AMERICAN RADICAL: THE TRIALS OF NORMAN FINKELSTEIN Noam Chomsky reveres him. Leon Wieseltier hates him. Alan Dershowitz called him an anti-Semite and applied successful pressure to deny him tenure at DePaul University. All of this will give you a rough idea of where political scientist Norman Finkelstein stands on the political spectrum, though “American radical” may be a misnomer for an intellectual whose life has been forcefully shaped by a mother whose concentration-camp experience turned her into a fiery booster for every available underdog. Directors David Ridgen and Nicolas Rossier mean to redress calumnies heaped on Finkelstein, author of the book The Holocaust Industry, which accuses Israel (whose existence he supports) and its Diaspora Jewish supporters of playing the Holocaust-victim card in order to divert attention from the oppression of Palestinians. Finkelstein is partly right, but American Radical shows — albeit with great reluctance — how a formidable intellect partnered with an absolutist disposition can get you absolutely nowhere. With the eyes of a suffering fanatic, Finkelstein calls Jewish preoccupation with the Holocaust “an extortion racket” and announces to a delighted audience of Arab students that “it was a good thing Hezbollah delivered a huge defeat to Israel” in 2006. It never seems to occur to this born martyr that his overkill might lose him the support of Israeli peaceniks like Yoav Shamir, whose 2009 documentary, Defamation, shows sympathy for Finkelstein, until Shamir catches him on camera summing up Anti-Defamation League leader Abraham Foxman with a Nazi salute. (Ella Taylor) (Music Hall)

**Aim:** In the film review, at which university was Finkelstein denied tenure?

**Material provided:**

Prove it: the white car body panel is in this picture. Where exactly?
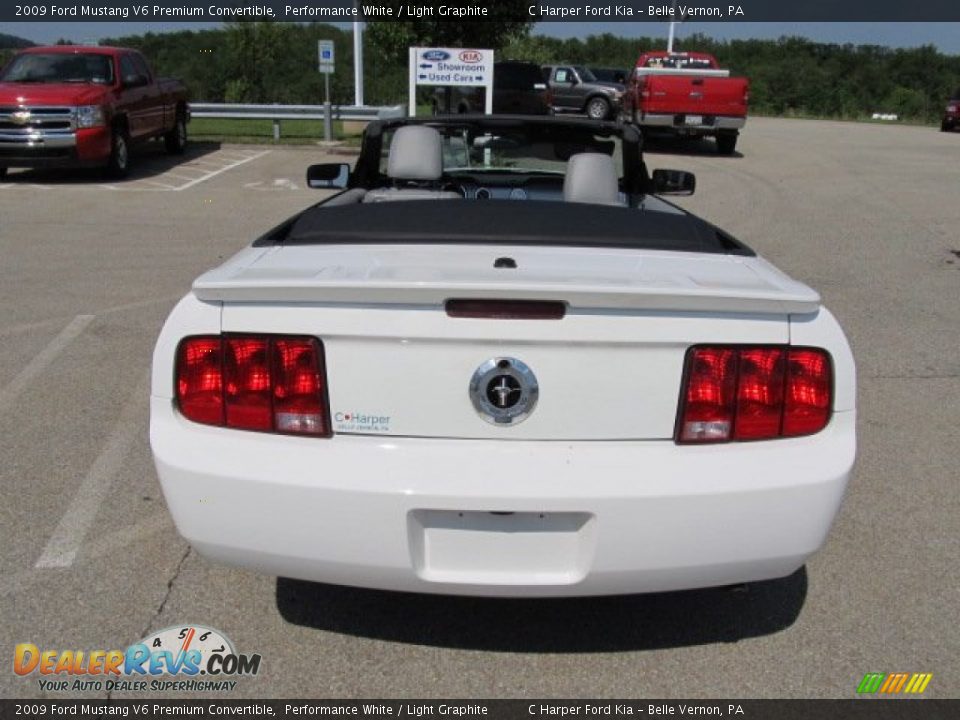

**Reply to the task:** DePaul University